▶ Exercise prompt
Each entry that follows is to be retyped exactly. Pictures do not belong in the copy.

▶ Dataset rows on where objects appear
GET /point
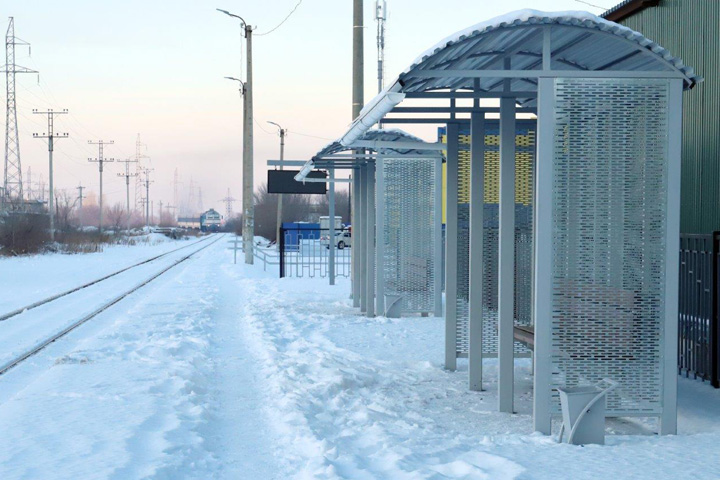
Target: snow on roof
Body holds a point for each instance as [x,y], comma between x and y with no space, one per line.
[596,44]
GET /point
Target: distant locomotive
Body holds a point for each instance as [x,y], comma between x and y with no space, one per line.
[211,221]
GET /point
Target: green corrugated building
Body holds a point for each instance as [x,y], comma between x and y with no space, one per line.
[689,29]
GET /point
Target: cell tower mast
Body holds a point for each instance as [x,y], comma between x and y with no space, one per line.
[381,17]
[13,168]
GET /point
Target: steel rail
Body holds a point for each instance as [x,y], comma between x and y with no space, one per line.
[20,310]
[40,346]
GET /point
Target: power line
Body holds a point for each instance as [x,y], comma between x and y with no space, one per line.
[592,5]
[284,20]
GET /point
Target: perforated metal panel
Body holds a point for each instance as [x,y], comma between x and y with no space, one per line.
[608,260]
[409,268]
[524,161]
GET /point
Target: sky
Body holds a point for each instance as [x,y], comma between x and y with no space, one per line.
[156,68]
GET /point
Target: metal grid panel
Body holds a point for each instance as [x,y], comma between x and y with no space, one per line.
[409,266]
[608,259]
[524,161]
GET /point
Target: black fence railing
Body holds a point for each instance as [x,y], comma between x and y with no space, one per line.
[305,252]
[698,345]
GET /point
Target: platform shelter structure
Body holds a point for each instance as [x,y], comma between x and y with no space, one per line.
[605,210]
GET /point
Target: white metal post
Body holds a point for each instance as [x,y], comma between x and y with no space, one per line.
[379,236]
[354,252]
[668,421]
[438,263]
[543,281]
[331,227]
[361,237]
[506,260]
[370,240]
[477,207]
[451,246]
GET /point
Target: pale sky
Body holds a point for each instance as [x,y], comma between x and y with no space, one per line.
[156,68]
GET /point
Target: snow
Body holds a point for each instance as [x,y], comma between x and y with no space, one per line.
[34,277]
[217,370]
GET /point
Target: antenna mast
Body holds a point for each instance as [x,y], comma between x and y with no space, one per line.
[381,17]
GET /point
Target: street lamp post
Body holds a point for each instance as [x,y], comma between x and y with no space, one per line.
[248,205]
[282,132]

▶ Problem solution
GET /point
Target: snow on roof
Body holds a point for each instance as [x,y], comma between x and y with no space, one per line.
[596,44]
GET /point
Target: distant locomotive
Body holds a point for each instance as [x,y], comma between x and y with no space, one per line.
[211,221]
GET /point
Target: green corrugated building
Body holds a point for each instance as [x,y], comma between x and y with no space, one per line.
[689,29]
GET /point
Target: cell tower mast
Body holds a point for each instance as [x,y], comma between x and y with no space, one per line.
[381,17]
[13,168]
GET /point
Target: steel rail
Body holds a point for each instance as [x,y], comma between x and y with no space, one per line.
[20,310]
[40,346]
GET /point
Target: power line
Body holds a point for each instance as [x,y], comma between x and y with no space, one per line.
[592,5]
[284,20]
GET /point
Target: perforated metal panel
Body holds a point for each instance as [x,y], comma between x and y with no space, one per line.
[608,260]
[409,268]
[524,161]
GET /point
Target: sky
Body holds a point for each instance as [x,y], comma between x and y with no space, one per line.
[156,68]
GET /point
Target: metal grid panel
Body holds a point for each instance as [x,y], comma between x and y with no space, one per line.
[409,266]
[608,259]
[524,161]
GET /point
Target: black fence railing
Body holds a point for each instance as [x,y], comma between x and y with no space, one per line.
[305,252]
[698,345]
GET /point
Target: platform shelter structure
Body holds a point for each instance as [x,y], comma between x and y with no space, one per line.
[605,210]
GET /point
Target: white metal post
Body holds a point for each instance as [x,y], comma between x and y with no space, one per line.
[379,236]
[354,252]
[668,421]
[438,263]
[543,281]
[331,227]
[361,237]
[506,260]
[370,240]
[477,207]
[451,246]
GET /point
Target: pale sky
Body holds a point for each instance as [x,y], comma between x and y with no space, one per line.
[156,68]
GET /point
Target: snow
Body holds a point for each instance as [x,y], comma between x and y with no space, one per line.
[34,277]
[217,370]
GET /point
Target: antenna mast
Body holds a point for each instance as [x,y], comma between x and y with no space, one per line.
[381,17]
GET /point
Target: street lamp post
Body holds a point for each instance as [x,y], comma between x and y with no space, one per line.
[248,205]
[282,132]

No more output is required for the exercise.